* **EXCERPT**
◆ ◆ ◆ ◆ ◆

Tips on attending your first Steampunk events

Tips on attending your first Steampunk events

Photos © 2010 - 2016 Babette Daniels Photography Purchase your copy of this image at http://www.babetted.com/Events/Steampunk/SPWF2016

“A Full Head Of Tea” – by Babs Who Takes Pictures

Steampunk is unlike any other genre in that no single voice or authority gets to make the rules.  That gives you tremendous freedom.  There was a brief time when some Steampunks thought you had to be fancy and standoffish.  That was years ago, and those people pretty much all stopped hanging out with us.  Now, you can just come and have fun!

Here are some bits of things I’ve learned after seven years of running the world’s largest Steampunk event:

  1.  Don’t worry about dressing up too much – unless you want to!  Steampunk is, above all things, friendly, welcoming, and accepting.  While most people enjoy wearing more Steampunish gear or garb, you aren’t required to (unless it’s a formal ball or something, but personally, I’ve never attended a Steampunk event with a dress code, and I don’t think I’d want to.)  And it’s okay if you make your own, if it’s not professional, if it’s simple.  It’s also okay if you got it at Hot Topic.  We love to admire what you wear, but we care a LOT more about YOU than about what you wear.
  2. Be friendly!  That doesn’t mean you have to be super social – it’s fine to be shy.  But in Steampunk, everyone, from the biggest names down to the newest fans, is an equal.  We hang out, we drink tea together, we have good times.

◆ ◆ ◆ ◆ ◆

* **ITEMS**
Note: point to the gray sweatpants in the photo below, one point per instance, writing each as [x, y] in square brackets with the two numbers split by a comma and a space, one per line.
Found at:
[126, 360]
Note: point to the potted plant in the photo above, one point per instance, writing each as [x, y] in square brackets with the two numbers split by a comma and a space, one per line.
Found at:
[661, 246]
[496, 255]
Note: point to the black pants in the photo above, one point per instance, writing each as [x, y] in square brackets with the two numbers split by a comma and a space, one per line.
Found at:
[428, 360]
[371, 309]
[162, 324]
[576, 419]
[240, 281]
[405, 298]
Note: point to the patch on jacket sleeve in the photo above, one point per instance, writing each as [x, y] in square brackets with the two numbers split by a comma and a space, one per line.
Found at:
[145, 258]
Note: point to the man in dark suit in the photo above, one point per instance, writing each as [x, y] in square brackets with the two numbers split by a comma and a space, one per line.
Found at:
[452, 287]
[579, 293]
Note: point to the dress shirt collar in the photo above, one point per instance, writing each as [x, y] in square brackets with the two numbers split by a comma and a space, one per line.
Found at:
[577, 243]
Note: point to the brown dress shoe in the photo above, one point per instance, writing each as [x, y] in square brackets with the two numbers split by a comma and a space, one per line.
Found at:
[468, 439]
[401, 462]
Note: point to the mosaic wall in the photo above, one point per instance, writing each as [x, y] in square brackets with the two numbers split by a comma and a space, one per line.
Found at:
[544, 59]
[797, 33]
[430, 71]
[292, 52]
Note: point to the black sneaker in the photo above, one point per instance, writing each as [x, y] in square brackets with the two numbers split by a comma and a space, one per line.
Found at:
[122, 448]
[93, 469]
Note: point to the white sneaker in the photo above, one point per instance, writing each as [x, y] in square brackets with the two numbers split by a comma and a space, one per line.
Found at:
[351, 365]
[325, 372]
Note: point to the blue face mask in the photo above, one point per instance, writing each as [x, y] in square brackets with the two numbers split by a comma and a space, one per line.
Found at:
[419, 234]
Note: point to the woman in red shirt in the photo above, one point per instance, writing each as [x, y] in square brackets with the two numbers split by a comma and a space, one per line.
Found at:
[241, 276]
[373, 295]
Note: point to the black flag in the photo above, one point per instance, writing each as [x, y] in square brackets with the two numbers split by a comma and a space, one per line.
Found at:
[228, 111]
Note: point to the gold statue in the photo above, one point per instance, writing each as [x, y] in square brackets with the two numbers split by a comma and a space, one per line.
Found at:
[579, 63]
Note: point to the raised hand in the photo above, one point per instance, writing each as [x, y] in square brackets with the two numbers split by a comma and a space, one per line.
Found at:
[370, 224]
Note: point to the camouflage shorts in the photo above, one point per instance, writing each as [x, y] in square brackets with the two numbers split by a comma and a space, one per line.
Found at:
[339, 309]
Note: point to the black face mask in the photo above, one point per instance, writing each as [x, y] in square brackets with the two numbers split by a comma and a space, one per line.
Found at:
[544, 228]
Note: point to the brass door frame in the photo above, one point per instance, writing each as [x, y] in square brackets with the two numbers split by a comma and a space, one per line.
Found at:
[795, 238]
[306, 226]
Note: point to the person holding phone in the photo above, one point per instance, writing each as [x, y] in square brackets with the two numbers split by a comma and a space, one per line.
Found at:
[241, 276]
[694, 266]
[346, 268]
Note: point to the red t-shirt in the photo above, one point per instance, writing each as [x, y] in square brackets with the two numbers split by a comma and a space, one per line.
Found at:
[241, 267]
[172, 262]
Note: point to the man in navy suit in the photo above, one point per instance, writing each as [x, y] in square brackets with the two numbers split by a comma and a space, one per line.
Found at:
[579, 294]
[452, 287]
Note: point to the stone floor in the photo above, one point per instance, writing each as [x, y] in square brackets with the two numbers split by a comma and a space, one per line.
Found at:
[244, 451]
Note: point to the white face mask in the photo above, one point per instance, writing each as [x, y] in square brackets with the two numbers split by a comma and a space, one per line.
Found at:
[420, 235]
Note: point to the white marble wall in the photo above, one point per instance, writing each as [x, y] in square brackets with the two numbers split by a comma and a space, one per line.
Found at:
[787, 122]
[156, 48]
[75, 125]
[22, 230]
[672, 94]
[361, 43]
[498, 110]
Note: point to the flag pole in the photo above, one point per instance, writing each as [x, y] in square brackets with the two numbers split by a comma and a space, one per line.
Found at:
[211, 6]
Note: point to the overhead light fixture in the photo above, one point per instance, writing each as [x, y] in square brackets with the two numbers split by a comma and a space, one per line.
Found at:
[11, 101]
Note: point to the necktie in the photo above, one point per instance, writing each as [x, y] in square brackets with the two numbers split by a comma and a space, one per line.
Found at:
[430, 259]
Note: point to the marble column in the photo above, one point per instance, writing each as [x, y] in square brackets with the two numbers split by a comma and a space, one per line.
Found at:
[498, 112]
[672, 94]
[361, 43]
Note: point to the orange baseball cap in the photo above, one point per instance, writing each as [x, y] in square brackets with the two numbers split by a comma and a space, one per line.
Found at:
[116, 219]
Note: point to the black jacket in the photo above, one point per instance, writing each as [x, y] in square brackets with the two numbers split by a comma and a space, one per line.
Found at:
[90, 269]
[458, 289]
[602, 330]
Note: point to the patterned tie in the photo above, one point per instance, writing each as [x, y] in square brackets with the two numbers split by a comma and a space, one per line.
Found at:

◆ ◆ ◆ ◆ ◆

* **SET PROBLEM**
In the steampunk event tips, how long has the writer been running the world's largest Steampunk event?

* **TASK ANSWER**
Seven years.